> _DOCUMENT SECTION_
Wednesday, February 2, 2011

The trial, day 1

The first day of Helene and Robert's trial.  We had agreed to be witnesses to the characters and personalities of these two who had been our friends for 8 years already.  Stephanie drew Robert for her subject;  I, Helene.  For the last few years in Vermont, this murder and the trial had come to seem like incidents in someone else's novel, and, I admit,  an interesting topic of conversation at dinner.  "You know, I have to testify at a murder trial in France."   Once back in the Lot, the anxious reality of the trial suddenly became utterly real especially after visiting Helene in the Agen jail a couple weeks ago.

We were told that the first day they would draw the jury and interview us to make sure we were fit to be heard.  We watched as 11 people were chosen at random from a jury pool of 40, the defense and the prosecution refusing a total of 7.  More of the "recusals" were by the defense.  The final jury of 9 plus 2 alternates were mostly women, most of them under 50.

We were then herded into unused courtroom at about 2:45.  There we had to stay without any supper and with police escorts to the bathroom until around 10pm when, one by one, we were called in to testify.  The waiting room was by turns hilarious and silent.  The English speakers tended to form a group apart from the French speakers with frequent incursions from one side to the other.  My affection for the Issakhanian kids--Dorian 13, Alix 16, and Eleanore 18, deepened.  The girls speak perfect English and are both very poised and strong like their mother.  Dorian is normally very inward and the strain of the trial hasn't alleviated that.  He came up to me out of the blue with a big, almost American-style hug which surprised and pleased me but otherwise he is uncommunicative.



Each witness saw the courtroom for the first time only upon being called in to testify.  This is to prevent witnesses from talking about cross-examination or to coordinate stories.  In the ornate high ceilinged court you go before a short bar and face the chief juge, M. le president, wearing a crimson robe and the two side judges wearing black robes.  A hard-faced woman wearing crimson sits to the left of the triad of judges and the jury at right angles to the judges on two banks.  You are sworn in according to a formula that became absolutely rote:  "State name, date of birth, place of residence, profession.  did you know Robert and Helene before the acts for which they are standing trial?  do you swear to tell the truth and the whole truth without fear or favor raise your right hand anad say I swear."   The translator, an American woman who grew up in Turkey, stood ready to bail you out for language lapses or translate the whole thing.

> _TASKS TO CARRY OUT_
A - Write out the part of the trial account starting with "The first day of" and going on through "couple weeks ago.".
B - According to the trial account, how many people were chosen at random from the jury pool, and how many people were in that pool?
C - Write what comes next in the trial account, starting after its last sentence.
The material that comes after the trial account is separate from it.

> _DATASET RECORDS_

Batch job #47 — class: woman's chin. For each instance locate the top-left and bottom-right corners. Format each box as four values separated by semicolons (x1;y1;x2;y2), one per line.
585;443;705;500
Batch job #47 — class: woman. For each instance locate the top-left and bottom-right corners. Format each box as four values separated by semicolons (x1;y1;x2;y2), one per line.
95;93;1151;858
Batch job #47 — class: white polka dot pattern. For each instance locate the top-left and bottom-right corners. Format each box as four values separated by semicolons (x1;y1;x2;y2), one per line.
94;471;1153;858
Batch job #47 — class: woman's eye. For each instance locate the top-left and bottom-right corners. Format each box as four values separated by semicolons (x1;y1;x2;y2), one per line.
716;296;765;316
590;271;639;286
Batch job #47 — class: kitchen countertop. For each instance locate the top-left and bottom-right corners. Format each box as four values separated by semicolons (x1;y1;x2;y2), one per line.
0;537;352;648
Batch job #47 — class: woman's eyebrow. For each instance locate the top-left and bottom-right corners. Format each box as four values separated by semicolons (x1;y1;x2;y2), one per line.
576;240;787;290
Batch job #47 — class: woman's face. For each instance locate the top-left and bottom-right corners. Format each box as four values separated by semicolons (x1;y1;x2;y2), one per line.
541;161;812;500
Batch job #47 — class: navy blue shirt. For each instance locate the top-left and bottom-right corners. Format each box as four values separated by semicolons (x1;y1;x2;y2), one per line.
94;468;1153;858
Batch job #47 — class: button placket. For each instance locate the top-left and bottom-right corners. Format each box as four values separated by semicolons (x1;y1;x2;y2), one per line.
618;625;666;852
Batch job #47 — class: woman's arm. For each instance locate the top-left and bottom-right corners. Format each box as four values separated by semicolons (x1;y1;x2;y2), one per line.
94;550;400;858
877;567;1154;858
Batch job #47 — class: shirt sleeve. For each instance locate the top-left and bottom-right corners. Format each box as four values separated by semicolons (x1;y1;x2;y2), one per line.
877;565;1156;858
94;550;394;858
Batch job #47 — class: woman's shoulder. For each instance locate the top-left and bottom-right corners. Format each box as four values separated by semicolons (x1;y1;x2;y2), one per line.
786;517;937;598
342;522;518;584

> _SET OF ANSWERS_
A -
The first day of Helene and Robert's trial.  We had agreed to be witnesses to the characters and personalities of these two who had been our friends for 8 years already.  Stephanie drew Robert for her subject;  I, Helene.  For the last few years in Vermont, this murder and the trial had come to seem like incidents in someone else's novel, and, I admit,  an interesting topic of conversation at dinner.  "You know, I have to testify at a murder trial in France."   Once back in the Lot, the anxious reality of the trial suddenly became utterly real especially after visiting Helene in the Agen jail a couple weeks ago.

B - Eleven people were chosen from a pool of 40.

C -
The president does most of the talking.  He merely asked me to say my piece about the personality of Helene.  I became increasingly tense as I heard my miserable french deteriorate into something that even a drunken 22 month old french baby would turn its nose up at.  Thinking as I finished that I had accomplished nothing in terms of winning over the jury, to my horror the prosecutor had detailed questions about the statement I had made to the police 2 years ago.  Why did you say that Helene is a clutz with her hands.  What specifics made you say that.  (I remember remarking to the police it was astonishing to me that she could do something as coordinated at shooting someone neatly between the eyes.)  Also I had remarked that the neighbor's wife seemed phony years ago when in my presence she asked anxiously about the medical condition of the Issakhanian's family dog that her husband had apparently run over back and forth with his car.  The defense attorney made use of both of these details:  for the one to underline that Helene's loss of one eye was a handicap and the other to work in lurid photos of the horribly wounded dog.

I still can't get over the fact that the trial schedule is fixed and the head judge bulls his way through each day's allotted material until it is finished.  How do the poor jurors bear these marathon days?  Today started at 2 pm and they were allowed only two 5 minute breaks between then and 10:45.  Perhaps one criterion for selection was a formidable bladder.